[SUPPLIED DATA — start]
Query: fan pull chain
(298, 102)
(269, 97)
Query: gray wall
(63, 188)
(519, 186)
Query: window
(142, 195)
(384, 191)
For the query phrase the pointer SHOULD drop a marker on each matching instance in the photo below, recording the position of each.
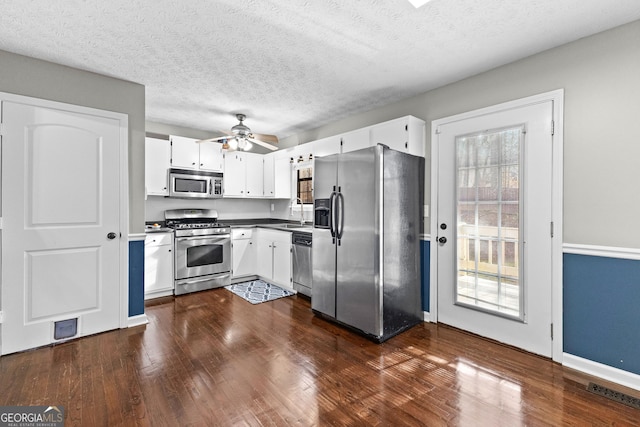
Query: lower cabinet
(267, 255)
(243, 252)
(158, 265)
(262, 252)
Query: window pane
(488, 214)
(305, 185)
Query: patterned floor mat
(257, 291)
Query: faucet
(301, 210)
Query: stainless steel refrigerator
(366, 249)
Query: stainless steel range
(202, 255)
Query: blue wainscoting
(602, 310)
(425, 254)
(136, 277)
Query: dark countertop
[SUPPLIED DATA — finish]
[SUPPLIED DATA — start]
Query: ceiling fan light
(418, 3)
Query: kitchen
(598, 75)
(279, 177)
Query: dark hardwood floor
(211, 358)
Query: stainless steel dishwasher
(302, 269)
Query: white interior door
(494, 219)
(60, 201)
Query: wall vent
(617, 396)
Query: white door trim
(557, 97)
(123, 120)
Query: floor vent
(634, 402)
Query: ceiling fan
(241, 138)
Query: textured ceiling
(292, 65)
[SUPPLIED DATA — finish]
- INSTRUCTIONS FOR THE TASK -
From the records above, copy only the lines starting with the line that holds "Query: fan pull chain" and going on through the line that holds "For the query", exactly as written.

- REPLY TO THE EXERCISE -
Query: fan pull chain
(298, 102)
(269, 97)
Query: gray wall
(63, 188)
(519, 186)
Query: window
(142, 195)
(384, 191)
For the query phrase the pointer SHOULD drop a marker on each matching instance in the photo below, recording the position of each.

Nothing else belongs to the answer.